*** Opening Data records ***

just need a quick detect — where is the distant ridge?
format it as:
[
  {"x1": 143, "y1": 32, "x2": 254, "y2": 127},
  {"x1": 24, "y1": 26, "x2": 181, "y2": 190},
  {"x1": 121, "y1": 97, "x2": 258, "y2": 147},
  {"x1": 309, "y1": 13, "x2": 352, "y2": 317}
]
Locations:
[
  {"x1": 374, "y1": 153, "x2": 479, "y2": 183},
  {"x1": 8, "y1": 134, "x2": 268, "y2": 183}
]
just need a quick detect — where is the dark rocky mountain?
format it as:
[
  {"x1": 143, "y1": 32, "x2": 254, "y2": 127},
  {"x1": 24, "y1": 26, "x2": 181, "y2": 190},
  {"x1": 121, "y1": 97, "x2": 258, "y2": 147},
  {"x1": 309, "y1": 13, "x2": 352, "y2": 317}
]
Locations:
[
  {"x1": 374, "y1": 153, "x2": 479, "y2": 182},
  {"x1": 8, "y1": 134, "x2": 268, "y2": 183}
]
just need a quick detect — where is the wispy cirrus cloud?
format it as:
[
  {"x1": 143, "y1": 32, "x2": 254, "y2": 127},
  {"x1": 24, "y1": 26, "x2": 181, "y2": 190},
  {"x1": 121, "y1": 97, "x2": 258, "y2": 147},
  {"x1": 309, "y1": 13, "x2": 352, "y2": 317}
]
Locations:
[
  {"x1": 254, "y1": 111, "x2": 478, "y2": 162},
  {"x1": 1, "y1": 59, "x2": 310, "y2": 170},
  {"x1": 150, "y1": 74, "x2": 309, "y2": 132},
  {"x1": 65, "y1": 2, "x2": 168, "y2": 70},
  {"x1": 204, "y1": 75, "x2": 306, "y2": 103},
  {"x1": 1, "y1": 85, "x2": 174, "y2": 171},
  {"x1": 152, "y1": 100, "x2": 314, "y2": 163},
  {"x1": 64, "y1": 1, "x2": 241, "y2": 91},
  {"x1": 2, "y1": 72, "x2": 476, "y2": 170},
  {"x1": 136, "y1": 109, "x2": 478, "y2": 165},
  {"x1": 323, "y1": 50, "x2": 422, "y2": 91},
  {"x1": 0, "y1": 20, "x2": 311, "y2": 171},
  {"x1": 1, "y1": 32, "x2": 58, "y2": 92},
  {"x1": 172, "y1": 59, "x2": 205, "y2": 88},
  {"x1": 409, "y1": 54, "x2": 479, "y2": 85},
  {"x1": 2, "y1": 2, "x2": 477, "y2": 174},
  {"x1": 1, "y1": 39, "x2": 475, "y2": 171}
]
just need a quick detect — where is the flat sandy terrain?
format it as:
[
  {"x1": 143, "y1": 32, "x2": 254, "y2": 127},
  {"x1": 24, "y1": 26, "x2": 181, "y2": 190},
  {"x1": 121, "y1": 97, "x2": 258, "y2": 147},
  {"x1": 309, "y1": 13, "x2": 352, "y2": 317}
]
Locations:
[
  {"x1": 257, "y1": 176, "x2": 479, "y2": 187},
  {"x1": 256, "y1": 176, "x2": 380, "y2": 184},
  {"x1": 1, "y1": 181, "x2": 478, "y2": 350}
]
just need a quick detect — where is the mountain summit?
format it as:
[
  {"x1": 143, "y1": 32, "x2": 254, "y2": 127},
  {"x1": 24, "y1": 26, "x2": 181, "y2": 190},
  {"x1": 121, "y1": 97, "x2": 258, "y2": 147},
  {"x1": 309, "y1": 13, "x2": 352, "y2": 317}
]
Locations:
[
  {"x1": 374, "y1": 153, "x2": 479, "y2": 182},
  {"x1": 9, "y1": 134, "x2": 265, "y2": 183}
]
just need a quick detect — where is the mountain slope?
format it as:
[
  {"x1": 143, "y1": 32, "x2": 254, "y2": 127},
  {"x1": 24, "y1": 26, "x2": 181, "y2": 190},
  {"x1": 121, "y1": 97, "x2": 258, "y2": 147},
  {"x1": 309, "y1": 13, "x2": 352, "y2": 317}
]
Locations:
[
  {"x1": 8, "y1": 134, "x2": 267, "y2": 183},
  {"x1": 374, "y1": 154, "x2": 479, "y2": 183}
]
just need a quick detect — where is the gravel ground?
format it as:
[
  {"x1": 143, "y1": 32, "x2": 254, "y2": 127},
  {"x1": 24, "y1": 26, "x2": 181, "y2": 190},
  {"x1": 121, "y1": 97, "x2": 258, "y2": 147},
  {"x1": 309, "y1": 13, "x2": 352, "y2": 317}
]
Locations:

*** Closing Data records ***

> About this task: Output the whole listing above again, word for word.

> Result of this task:
just need a quick detect — where is the distant ridge?
format it as:
[
  {"x1": 143, "y1": 32, "x2": 254, "y2": 127},
  {"x1": 24, "y1": 26, "x2": 181, "y2": 190},
  {"x1": 121, "y1": 97, "x2": 258, "y2": 147},
  {"x1": 309, "y1": 13, "x2": 352, "y2": 317}
]
Locations:
[
  {"x1": 374, "y1": 153, "x2": 479, "y2": 183},
  {"x1": 8, "y1": 134, "x2": 268, "y2": 183}
]
just need a quick detect — where is the dark rocky mountain?
format it as:
[
  {"x1": 143, "y1": 32, "x2": 254, "y2": 127},
  {"x1": 24, "y1": 26, "x2": 181, "y2": 190},
  {"x1": 121, "y1": 97, "x2": 258, "y2": 147},
  {"x1": 309, "y1": 13, "x2": 352, "y2": 317}
]
Locations:
[
  {"x1": 374, "y1": 153, "x2": 479, "y2": 182},
  {"x1": 8, "y1": 134, "x2": 268, "y2": 183}
]
just need a quick detect — where is the wispy cirrus cloud?
format it as:
[
  {"x1": 143, "y1": 32, "x2": 254, "y2": 127},
  {"x1": 24, "y1": 26, "x2": 181, "y2": 190},
  {"x1": 121, "y1": 97, "x2": 258, "y2": 147},
  {"x1": 309, "y1": 13, "x2": 352, "y2": 317}
]
Locations:
[
  {"x1": 254, "y1": 111, "x2": 478, "y2": 162},
  {"x1": 1, "y1": 59, "x2": 310, "y2": 170},
  {"x1": 150, "y1": 74, "x2": 309, "y2": 132},
  {"x1": 65, "y1": 2, "x2": 168, "y2": 70},
  {"x1": 204, "y1": 75, "x2": 306, "y2": 103},
  {"x1": 1, "y1": 85, "x2": 174, "y2": 171},
  {"x1": 152, "y1": 100, "x2": 314, "y2": 163},
  {"x1": 64, "y1": 1, "x2": 241, "y2": 91},
  {"x1": 2, "y1": 72, "x2": 476, "y2": 170},
  {"x1": 136, "y1": 109, "x2": 478, "y2": 165},
  {"x1": 323, "y1": 50, "x2": 422, "y2": 91},
  {"x1": 0, "y1": 20, "x2": 311, "y2": 171},
  {"x1": 1, "y1": 32, "x2": 58, "y2": 92},
  {"x1": 172, "y1": 59, "x2": 205, "y2": 88},
  {"x1": 409, "y1": 54, "x2": 479, "y2": 85},
  {"x1": 2, "y1": 2, "x2": 477, "y2": 174},
  {"x1": 1, "y1": 39, "x2": 475, "y2": 171}
]
just need a quick detect — where is the flat sandy terrain?
format it as:
[
  {"x1": 143, "y1": 32, "x2": 254, "y2": 127},
  {"x1": 24, "y1": 26, "x2": 181, "y2": 190},
  {"x1": 121, "y1": 97, "x2": 258, "y2": 147},
  {"x1": 309, "y1": 13, "x2": 352, "y2": 317}
]
Locations:
[
  {"x1": 257, "y1": 176, "x2": 479, "y2": 187},
  {"x1": 256, "y1": 176, "x2": 380, "y2": 184},
  {"x1": 1, "y1": 181, "x2": 478, "y2": 350}
]
just need a quick detect — where is the mountain summit?
format it as:
[
  {"x1": 143, "y1": 32, "x2": 254, "y2": 127},
  {"x1": 24, "y1": 26, "x2": 181, "y2": 190},
  {"x1": 121, "y1": 97, "x2": 258, "y2": 147},
  {"x1": 309, "y1": 13, "x2": 352, "y2": 317}
]
Locations:
[
  {"x1": 374, "y1": 153, "x2": 479, "y2": 182},
  {"x1": 9, "y1": 134, "x2": 265, "y2": 183}
]
just need a quick detect — where is the mountain slope?
format it as:
[
  {"x1": 143, "y1": 32, "x2": 254, "y2": 127},
  {"x1": 24, "y1": 26, "x2": 181, "y2": 190},
  {"x1": 121, "y1": 97, "x2": 258, "y2": 147},
  {"x1": 309, "y1": 13, "x2": 352, "y2": 317}
]
Locations:
[
  {"x1": 8, "y1": 134, "x2": 267, "y2": 183},
  {"x1": 374, "y1": 154, "x2": 479, "y2": 183}
]
just need a quick detect — where is the gravel ground?
format it as:
[
  {"x1": 143, "y1": 32, "x2": 254, "y2": 127},
  {"x1": 24, "y1": 26, "x2": 181, "y2": 190},
  {"x1": 121, "y1": 97, "x2": 258, "y2": 147},
  {"x1": 309, "y1": 13, "x2": 352, "y2": 317}
]
Locations:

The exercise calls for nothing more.